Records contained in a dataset
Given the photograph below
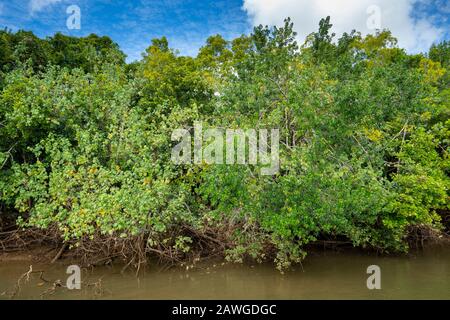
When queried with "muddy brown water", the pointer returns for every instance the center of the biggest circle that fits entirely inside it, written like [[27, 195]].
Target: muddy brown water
[[325, 275]]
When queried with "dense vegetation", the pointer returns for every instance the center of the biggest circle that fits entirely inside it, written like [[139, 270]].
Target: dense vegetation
[[85, 143]]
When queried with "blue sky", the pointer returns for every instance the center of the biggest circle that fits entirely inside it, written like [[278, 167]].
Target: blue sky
[[187, 23]]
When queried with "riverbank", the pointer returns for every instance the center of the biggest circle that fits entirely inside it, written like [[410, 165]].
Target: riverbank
[[324, 274]]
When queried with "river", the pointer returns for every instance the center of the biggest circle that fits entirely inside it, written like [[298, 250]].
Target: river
[[323, 275]]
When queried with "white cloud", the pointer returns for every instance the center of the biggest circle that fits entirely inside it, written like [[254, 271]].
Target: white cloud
[[39, 5], [414, 35]]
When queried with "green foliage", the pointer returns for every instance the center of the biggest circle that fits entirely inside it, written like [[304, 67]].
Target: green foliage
[[85, 140]]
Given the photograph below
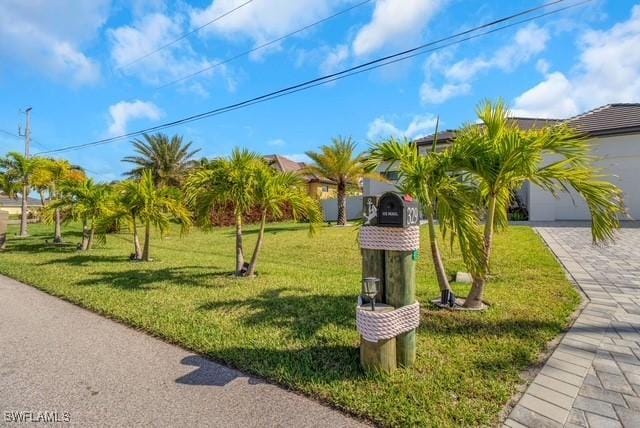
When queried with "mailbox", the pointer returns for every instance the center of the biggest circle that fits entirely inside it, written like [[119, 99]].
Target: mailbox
[[395, 210]]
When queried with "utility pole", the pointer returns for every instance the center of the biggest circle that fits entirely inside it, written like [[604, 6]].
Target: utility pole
[[25, 186]]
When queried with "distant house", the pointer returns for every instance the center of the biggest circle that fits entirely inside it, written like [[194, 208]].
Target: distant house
[[318, 187], [614, 134], [13, 205]]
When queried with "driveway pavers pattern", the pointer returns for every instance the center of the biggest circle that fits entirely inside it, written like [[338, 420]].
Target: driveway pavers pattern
[[592, 379]]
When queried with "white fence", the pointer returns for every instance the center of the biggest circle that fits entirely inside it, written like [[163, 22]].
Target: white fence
[[354, 208]]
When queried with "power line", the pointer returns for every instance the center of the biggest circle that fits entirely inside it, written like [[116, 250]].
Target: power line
[[262, 46], [184, 35], [380, 62]]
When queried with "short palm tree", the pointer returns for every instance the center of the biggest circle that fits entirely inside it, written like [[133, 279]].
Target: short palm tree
[[154, 206], [498, 158], [339, 162], [222, 183], [169, 160], [88, 202], [275, 192], [441, 195], [19, 169]]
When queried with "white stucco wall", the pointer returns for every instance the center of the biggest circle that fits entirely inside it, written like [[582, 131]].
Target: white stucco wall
[[619, 157]]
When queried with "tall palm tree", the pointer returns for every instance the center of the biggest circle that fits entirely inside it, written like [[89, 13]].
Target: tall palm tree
[[19, 170], [441, 195], [222, 183], [169, 160], [339, 162], [498, 158], [276, 191], [154, 206]]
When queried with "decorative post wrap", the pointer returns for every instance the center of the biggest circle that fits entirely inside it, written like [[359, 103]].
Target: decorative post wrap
[[389, 241]]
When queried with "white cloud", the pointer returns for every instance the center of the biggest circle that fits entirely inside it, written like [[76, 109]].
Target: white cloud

Problem requirements ->
Would you copy the records word for word, without any of their pictures?

Answer box ->
Given the photograph below
When queried with "muddy brown water", the pointer returns for every instance the center of the biggest circle that fits entirely inside it, written like [[27, 195]].
Target: muddy brown water
[[325, 275]]
When queried with "dense vegetation", the pointer returns for every instance the center of the biggest circle that fits entirely inside it, written like [[139, 270]].
Target: dense vegetation
[[85, 143]]
When queried with "blue sky", the pointer returns for every instance the center of the biggest circle that fits entirely inside it, written like [[278, 167]].
Target: blue sky
[[187, 23]]
When queried with "riverbank", the pointer returns for every instance the center of the biggest circle that fits entirely inside it, written like [[410, 165]].
Target: riverbank
[[324, 274]]
When queried with "river", the pointer returns for every instance the center of the biggest circle that fits entirely inside it, written like [[298, 250]].
Target: river
[[323, 275]]
When queried with "white cloud", the pointer returns for every instance the center of the biggest circle that fits entirely inside it, written like [[254, 271]].
Target: white cloud
[[39, 5], [414, 35]]
When queried with "green foliage", the pointer returns for every instance the center of the biggest circle that fits entirely inside it, written like [[304, 67]].
Target: green foliage
[[85, 140]]
Given the photograph below
When queried with "mailbox", the pointer returns for every instance the center of the biggest circle that fits entirely inside it, written like [[119, 99]].
Target: mailbox
[[395, 210]]
When queried with "utility pole", the pointer returns for every instance the center of the biggest circle that fits entirely inside it, written like [[604, 6]].
Target: utility pole
[[25, 186]]
When queried with "distant house", the pointer returns for every instance the center of the biggest circle that fits entirely inside it, written like [[194, 208]].
Target: distant house
[[318, 187], [614, 134], [13, 205]]
When queried with "driveway pavers pattern", the pointer returns for every instance the center of the biggest circle that fits entirely inside it, written like [[338, 420]].
Target: driveway pavers pattern
[[592, 379]]
When queried with "white fence", the pointer returns for every instance the center of the biggest circle that fits entirely inside it, written like [[163, 22]].
Target: white fence
[[354, 208]]
When queried with "power line", the pointer returns for every instance the center of the biggest circle that fits entirely inside it, written like [[116, 250]].
Target: power line
[[262, 46], [184, 35], [380, 62]]
When queried with "short palm tree", the pointer returns for every instance the center of the biggest circle that fits entirely inside it, written like [[133, 279]].
Target: short palm tree
[[154, 206], [498, 158], [339, 162], [222, 183], [169, 160], [88, 202], [275, 192], [441, 195], [19, 169]]
When queried with "white stucco wall", the pointer returns for every instance the center of the biggest circle that fits entirely inside it, written like [[582, 131]].
Target: white stucco wall
[[619, 157]]
When queried with "tall palm tree", the pointer returns for every instance the center of the biggest circle that fits entirely inside it, written like [[89, 13]].
Target: tall palm tree
[[19, 170], [441, 195], [222, 183], [169, 160], [339, 162], [498, 158], [276, 191], [154, 206]]
When queried with "decorative post wrap", the pointer returns for every instance the center of the biggest circle that fits entirely inside it, written like [[359, 103]].
Target: decorative post wrap
[[389, 241]]
When queried with "white cloud", the pointer returns for every instance the center of the biggest circle that fits entirely inside it, written like [[76, 109]].
Target: white cloud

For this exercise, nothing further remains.